PEL returns an object of class "EstimatorDF" which is a list with, at least, the following components:

Call

the matched call.

Est

total and mean estimation for main variable(s).

VarEst

variance estimation for main variable(s).

If parameter conf_level is different from NULL, object includes component

ConfInt

total and mean estimation and confidence intervals for main variables(s).

References

Rao, J. N. K. and Wu, C. (2010) Pseudo Empirical Likelihood Inference for Multiple Frame Surveys. Journal of the American Statistical Association, 105, 1494 - 1503.

Wu, C. (2005) Algorithms and R codes for the pseudo empirical likelihood methods in survey sampling. Survey Methodology, Vol. 31, 2, pp. 239 - 243.

Examples

data(DatA)
data(DatB)
data(PiklA)
data(PiklB)

#Let calculate pseudo empirical likelihood estimator for variable Feeding, without
#considering any auxiliary information
PEL(DatA$Feed, DatB$Feed, PiklA, PiklB, DatA$Domain, DatB$Domain)

#Now, let calculate pseudo empirical estimator for variable Clothing when the frame
#sizes and the overlap domain size are known
PEL(DatA$Clo, DatB$Clo, PiklA, PiklB, DatA$Domain, DatB$Domain, 
N_A = 1735, N_B = 1191, N_ab = 601)

#Finally, let calculate pseudo empirical likelihood estimator and a 90% confidence interval
#for population total for variable Feeding, considering Income and Metres2 as auxiliary 
#variables and with frame sizes and overlap domain size known.
PEL(DatA$Feed, DatB$Feed, PiklA, PiklB, DatA$Domain, DatB$Domain, 
N_A = 1735, N_B =  1191, N_ab = 601, xsAFrameA = DatA$Inc, xsBFrameA = DatB$Inc, 
xsAFrameB = DatA$M2, xsBFrameB = DatB$M2, XA = 4300260, XB = 176553, 
conf_level = 0.90)

**Supplied material**
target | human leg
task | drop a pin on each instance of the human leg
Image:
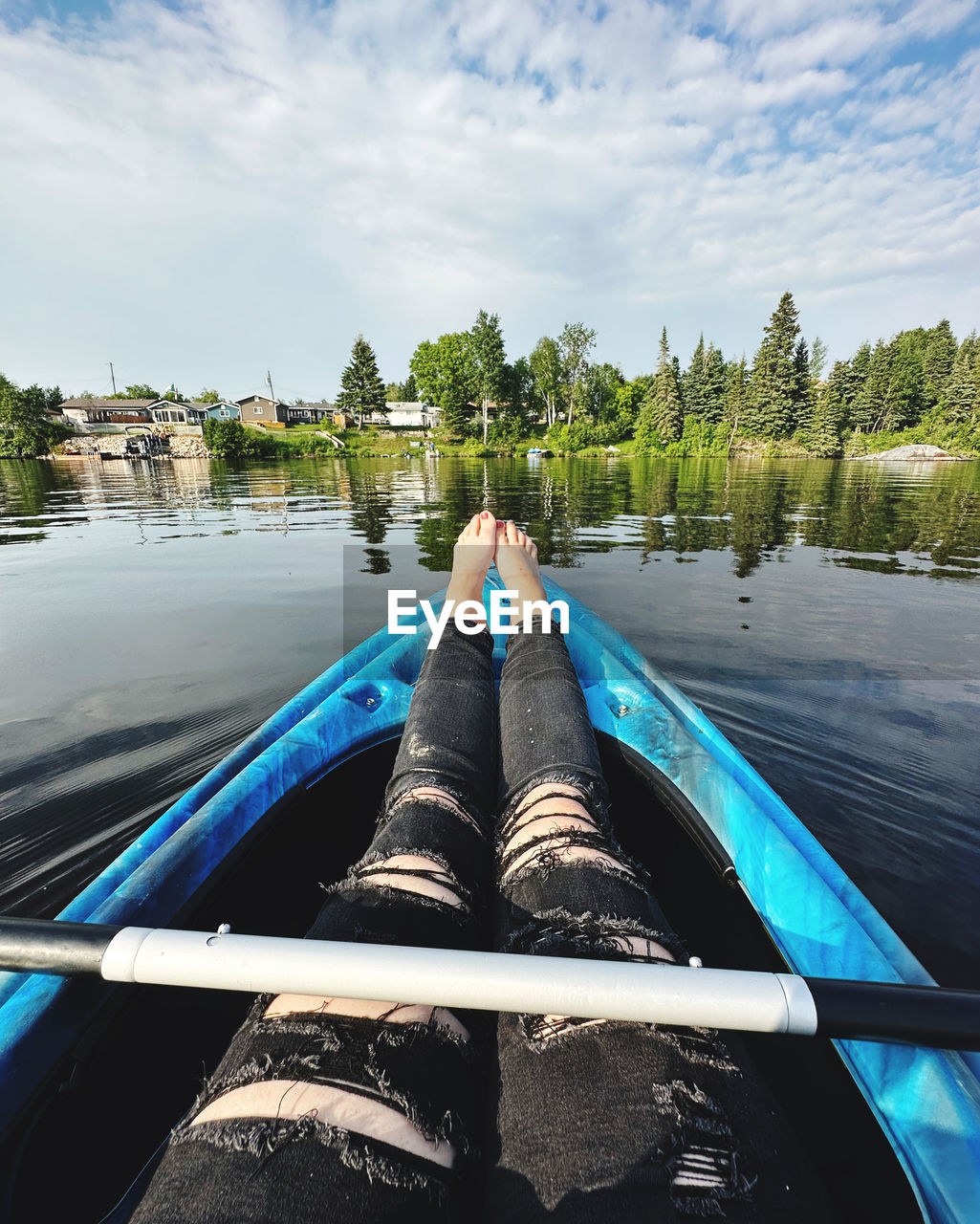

**To be done**
(1) According to the PEL documentation, what class of object does PEL return?
(2) Decide whether each statement agrees with the PEL documentation, and support each answer with the deciding words quoted from it. (a) The VarEst component gives variance estimation for the main variable(s). (b) The ConfInt component is included in every returned object. (c) The last example requests a 95% confidence interval.
The lines play no part in this exercise.

**Worked answers**
(1) An object of class "EstimatorDF".

(2)
(a) Yes: "variance estimation for main variable(s)."
(b) No: "If parameter conf_level is different from NULL, object includes component"
(c) No: "a 90% confidence interval"